**Task prompt:**
Check each line of the records below for the word "positive" and give the number of lines that have it, with nothing added.

(Records drawn from a dataset)
★ ★ ★ ★ ★

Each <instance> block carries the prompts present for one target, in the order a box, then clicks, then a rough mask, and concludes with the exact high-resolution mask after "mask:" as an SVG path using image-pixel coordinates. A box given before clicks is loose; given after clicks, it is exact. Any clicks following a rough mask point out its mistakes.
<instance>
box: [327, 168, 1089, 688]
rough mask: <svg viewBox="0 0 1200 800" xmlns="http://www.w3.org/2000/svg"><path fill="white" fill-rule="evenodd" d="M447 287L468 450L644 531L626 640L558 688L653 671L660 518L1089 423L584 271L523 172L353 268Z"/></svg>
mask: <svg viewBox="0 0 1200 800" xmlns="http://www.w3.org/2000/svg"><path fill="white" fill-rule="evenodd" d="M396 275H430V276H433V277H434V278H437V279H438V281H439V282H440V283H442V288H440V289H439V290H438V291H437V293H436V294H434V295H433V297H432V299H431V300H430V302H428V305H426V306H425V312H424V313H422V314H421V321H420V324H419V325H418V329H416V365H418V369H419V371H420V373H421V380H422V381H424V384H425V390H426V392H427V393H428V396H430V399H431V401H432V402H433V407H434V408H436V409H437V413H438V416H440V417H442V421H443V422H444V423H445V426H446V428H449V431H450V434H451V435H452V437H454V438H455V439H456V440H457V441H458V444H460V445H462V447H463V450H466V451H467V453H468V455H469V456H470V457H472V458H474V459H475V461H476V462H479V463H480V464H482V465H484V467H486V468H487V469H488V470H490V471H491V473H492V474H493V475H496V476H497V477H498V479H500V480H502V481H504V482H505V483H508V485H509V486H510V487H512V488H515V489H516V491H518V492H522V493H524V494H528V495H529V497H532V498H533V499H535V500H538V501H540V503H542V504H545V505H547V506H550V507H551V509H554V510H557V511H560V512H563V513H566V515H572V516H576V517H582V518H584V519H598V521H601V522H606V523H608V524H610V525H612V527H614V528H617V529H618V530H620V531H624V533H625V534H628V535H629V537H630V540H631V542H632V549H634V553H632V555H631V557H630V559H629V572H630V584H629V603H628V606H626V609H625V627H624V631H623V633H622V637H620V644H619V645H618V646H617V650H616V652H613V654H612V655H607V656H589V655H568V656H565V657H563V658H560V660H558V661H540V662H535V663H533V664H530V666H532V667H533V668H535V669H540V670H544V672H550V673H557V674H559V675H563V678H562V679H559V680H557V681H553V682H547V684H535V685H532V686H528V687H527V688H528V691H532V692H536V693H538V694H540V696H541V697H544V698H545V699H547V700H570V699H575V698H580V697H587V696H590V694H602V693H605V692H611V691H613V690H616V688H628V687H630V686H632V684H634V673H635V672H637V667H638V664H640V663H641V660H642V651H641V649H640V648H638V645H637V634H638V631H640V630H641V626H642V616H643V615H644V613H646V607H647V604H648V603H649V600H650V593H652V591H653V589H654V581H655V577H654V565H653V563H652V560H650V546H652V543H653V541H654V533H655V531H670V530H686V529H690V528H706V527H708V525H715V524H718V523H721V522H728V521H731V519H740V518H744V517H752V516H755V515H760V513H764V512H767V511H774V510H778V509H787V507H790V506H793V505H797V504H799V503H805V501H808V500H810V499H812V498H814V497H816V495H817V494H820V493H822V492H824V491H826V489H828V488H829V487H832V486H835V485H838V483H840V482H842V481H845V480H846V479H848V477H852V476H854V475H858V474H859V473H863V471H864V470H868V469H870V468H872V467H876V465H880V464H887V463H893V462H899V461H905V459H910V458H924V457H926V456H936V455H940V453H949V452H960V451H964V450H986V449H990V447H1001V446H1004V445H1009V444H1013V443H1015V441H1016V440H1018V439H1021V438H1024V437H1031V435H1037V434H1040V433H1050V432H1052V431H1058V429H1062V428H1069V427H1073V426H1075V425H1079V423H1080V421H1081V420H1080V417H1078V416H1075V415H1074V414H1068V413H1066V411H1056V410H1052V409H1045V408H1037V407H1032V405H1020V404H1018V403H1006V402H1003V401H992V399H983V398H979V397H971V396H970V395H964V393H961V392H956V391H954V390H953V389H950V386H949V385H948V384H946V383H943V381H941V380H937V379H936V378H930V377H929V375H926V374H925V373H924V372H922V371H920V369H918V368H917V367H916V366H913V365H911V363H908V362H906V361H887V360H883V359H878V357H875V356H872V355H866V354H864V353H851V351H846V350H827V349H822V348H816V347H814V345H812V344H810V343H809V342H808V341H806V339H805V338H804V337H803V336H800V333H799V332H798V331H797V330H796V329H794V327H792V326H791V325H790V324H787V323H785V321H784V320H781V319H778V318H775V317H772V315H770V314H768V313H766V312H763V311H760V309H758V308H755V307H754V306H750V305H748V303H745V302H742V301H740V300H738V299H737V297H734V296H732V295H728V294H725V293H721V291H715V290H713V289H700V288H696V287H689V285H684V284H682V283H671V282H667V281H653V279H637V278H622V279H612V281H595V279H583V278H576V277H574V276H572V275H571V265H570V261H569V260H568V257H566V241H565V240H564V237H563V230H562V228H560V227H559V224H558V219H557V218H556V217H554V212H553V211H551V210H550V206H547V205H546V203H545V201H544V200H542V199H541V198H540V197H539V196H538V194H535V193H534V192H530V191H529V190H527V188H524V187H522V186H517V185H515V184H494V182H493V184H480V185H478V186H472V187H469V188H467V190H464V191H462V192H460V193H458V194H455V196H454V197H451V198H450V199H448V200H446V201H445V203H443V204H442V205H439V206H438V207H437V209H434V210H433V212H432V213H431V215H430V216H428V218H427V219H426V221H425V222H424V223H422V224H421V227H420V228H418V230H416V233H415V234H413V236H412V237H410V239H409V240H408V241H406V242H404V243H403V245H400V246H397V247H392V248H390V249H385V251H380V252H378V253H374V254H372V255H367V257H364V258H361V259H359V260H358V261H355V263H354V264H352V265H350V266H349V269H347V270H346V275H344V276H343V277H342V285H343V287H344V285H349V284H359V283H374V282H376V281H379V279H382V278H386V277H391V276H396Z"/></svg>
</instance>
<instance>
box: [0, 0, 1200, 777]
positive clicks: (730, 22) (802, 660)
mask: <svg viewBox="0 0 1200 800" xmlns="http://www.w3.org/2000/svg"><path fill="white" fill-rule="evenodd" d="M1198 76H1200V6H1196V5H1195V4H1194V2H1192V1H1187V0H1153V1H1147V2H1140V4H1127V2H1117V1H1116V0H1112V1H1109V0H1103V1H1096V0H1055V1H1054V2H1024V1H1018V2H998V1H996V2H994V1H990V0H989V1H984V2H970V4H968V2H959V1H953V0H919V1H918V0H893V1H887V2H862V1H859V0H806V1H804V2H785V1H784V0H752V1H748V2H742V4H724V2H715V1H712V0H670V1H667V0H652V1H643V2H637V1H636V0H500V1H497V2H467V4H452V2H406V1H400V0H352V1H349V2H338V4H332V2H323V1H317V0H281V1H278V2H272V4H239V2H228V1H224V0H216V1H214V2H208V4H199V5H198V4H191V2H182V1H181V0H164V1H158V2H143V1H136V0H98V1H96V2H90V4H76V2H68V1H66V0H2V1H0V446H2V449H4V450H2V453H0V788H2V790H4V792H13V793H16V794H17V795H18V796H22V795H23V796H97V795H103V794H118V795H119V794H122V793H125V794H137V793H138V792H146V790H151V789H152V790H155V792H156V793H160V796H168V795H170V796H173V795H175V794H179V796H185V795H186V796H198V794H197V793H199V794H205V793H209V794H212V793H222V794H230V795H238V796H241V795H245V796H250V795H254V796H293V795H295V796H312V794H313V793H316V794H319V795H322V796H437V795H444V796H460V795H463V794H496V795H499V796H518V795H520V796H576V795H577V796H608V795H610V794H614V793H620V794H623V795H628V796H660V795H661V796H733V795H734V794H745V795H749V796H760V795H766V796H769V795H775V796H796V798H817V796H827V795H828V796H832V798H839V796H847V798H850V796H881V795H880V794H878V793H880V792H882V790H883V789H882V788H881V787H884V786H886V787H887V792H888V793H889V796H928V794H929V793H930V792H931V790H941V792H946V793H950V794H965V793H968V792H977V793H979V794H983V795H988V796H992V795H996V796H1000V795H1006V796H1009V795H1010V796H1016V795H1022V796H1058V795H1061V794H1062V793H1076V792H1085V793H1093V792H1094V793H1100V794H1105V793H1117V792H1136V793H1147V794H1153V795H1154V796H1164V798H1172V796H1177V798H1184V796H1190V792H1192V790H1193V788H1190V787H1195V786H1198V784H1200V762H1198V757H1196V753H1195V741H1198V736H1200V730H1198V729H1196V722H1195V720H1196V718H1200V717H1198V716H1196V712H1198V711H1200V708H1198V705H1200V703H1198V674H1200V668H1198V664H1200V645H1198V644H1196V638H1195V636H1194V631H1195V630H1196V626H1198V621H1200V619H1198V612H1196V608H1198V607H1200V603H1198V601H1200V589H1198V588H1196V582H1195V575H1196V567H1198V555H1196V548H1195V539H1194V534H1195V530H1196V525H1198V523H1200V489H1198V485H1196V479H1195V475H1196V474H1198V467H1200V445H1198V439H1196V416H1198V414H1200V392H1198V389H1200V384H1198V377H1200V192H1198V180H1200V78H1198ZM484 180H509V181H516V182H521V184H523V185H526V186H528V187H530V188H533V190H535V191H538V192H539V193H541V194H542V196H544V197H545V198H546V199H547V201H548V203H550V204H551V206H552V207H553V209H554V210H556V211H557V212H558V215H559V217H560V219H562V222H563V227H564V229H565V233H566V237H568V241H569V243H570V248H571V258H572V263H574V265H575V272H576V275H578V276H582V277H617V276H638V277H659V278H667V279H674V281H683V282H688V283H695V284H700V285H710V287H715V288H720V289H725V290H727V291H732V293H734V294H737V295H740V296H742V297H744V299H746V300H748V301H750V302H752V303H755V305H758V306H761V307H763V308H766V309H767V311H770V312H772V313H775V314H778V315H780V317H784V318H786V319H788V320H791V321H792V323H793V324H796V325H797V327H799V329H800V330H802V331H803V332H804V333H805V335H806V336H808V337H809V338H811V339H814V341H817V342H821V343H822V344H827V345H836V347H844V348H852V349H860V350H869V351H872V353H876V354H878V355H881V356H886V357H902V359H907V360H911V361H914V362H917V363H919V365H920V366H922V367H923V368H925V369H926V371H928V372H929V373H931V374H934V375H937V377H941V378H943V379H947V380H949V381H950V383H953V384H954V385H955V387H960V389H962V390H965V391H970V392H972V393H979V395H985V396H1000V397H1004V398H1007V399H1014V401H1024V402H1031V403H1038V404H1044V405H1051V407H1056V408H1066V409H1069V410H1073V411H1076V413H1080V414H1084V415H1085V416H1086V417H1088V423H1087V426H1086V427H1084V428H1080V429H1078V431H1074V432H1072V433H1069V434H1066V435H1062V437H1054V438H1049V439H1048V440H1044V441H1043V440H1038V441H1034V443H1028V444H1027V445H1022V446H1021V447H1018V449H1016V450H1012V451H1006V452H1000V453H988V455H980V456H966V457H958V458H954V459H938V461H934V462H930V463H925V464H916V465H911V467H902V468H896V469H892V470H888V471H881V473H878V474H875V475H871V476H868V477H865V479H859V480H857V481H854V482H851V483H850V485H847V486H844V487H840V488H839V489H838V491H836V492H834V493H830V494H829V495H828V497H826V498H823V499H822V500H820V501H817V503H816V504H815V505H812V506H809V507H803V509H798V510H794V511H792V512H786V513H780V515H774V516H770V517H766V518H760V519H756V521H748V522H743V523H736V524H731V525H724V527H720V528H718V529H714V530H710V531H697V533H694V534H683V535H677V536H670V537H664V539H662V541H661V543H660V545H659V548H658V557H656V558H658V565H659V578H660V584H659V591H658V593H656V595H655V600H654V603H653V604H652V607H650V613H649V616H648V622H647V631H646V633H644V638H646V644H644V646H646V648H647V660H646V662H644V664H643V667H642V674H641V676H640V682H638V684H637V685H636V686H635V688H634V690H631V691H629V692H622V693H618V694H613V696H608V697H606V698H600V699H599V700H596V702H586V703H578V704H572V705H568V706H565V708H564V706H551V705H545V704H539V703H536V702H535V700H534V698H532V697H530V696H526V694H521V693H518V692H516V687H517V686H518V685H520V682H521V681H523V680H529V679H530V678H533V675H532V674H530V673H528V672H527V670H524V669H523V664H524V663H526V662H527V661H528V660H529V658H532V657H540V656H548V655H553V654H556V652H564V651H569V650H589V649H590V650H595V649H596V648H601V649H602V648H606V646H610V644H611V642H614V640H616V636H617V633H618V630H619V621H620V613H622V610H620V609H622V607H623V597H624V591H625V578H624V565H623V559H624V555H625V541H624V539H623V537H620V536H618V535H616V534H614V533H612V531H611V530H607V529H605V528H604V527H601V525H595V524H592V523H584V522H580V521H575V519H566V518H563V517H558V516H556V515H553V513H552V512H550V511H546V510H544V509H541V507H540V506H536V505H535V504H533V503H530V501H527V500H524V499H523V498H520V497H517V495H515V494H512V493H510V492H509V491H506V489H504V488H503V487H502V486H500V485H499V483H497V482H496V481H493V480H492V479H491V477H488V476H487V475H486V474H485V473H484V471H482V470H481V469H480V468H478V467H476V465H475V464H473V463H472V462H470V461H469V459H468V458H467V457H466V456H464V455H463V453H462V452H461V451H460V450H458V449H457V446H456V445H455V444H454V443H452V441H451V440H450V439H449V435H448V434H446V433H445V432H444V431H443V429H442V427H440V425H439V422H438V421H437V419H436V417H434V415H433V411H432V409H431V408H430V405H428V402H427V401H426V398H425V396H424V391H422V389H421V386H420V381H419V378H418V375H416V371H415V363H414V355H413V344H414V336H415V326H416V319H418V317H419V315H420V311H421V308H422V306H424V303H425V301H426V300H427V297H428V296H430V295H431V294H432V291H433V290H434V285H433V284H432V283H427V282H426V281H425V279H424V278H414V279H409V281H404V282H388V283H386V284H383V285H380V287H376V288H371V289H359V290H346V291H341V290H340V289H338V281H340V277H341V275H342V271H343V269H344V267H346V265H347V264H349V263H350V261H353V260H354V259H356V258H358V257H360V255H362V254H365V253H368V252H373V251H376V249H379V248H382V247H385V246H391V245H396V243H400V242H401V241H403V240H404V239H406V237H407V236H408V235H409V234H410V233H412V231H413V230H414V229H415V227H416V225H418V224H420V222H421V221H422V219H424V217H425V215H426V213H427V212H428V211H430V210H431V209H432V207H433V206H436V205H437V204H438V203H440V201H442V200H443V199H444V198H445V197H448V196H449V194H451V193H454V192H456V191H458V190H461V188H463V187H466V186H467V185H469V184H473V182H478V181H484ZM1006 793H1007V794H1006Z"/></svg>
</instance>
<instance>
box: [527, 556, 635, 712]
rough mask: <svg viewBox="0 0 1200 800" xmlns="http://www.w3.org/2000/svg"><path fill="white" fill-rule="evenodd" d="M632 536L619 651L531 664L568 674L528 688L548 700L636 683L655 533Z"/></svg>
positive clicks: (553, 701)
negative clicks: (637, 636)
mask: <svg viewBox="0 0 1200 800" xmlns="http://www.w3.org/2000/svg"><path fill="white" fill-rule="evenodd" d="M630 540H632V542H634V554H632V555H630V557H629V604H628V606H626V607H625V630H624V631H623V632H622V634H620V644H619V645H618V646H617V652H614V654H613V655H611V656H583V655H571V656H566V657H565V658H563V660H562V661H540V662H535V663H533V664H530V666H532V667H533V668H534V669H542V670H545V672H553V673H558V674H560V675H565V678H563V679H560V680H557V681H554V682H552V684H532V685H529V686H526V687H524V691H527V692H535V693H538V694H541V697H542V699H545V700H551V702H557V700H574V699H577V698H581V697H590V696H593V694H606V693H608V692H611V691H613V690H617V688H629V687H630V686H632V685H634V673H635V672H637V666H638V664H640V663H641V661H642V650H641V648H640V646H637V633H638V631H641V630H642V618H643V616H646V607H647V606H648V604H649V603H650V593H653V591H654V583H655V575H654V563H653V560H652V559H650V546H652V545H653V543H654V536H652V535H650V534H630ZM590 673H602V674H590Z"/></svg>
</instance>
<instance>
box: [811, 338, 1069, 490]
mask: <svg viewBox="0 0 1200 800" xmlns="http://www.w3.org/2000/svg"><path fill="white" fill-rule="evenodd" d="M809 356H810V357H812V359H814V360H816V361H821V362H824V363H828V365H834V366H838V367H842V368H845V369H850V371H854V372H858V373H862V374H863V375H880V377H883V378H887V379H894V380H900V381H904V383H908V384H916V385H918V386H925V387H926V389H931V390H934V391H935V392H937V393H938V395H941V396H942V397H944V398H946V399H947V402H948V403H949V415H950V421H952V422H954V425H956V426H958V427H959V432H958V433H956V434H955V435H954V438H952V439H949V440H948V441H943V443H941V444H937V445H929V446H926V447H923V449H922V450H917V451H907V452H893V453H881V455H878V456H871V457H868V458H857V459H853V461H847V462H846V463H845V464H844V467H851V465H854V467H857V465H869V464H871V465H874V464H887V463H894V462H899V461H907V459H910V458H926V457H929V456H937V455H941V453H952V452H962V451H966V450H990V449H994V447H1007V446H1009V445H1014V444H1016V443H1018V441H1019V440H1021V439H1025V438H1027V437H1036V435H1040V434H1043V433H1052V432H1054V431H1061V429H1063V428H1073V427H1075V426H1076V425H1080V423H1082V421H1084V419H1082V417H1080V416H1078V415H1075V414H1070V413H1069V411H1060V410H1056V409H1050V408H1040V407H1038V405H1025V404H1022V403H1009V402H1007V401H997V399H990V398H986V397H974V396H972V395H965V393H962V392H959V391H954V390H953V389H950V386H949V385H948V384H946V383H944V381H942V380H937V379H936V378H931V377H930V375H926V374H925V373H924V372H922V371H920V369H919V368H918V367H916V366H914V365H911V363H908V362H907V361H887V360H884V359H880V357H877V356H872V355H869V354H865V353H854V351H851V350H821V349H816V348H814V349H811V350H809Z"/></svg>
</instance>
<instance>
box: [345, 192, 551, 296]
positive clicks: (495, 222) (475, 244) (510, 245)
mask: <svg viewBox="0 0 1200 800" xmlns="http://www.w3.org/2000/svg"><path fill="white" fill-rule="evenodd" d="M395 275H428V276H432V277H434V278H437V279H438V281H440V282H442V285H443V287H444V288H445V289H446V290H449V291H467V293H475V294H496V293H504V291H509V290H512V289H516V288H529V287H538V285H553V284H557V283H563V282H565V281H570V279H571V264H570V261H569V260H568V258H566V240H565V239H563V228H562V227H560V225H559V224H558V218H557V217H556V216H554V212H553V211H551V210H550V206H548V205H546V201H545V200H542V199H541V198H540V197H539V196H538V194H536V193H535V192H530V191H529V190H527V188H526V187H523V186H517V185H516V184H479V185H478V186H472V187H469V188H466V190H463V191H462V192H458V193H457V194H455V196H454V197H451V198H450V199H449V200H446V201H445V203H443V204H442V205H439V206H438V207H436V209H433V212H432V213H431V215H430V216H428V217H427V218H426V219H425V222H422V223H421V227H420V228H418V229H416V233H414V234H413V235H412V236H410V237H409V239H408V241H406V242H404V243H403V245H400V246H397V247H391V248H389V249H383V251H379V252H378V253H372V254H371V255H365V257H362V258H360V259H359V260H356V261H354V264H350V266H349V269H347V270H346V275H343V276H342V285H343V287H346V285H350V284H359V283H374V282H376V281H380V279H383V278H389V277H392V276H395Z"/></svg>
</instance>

★ ★ ★ ★ ★

**Written answer:**
3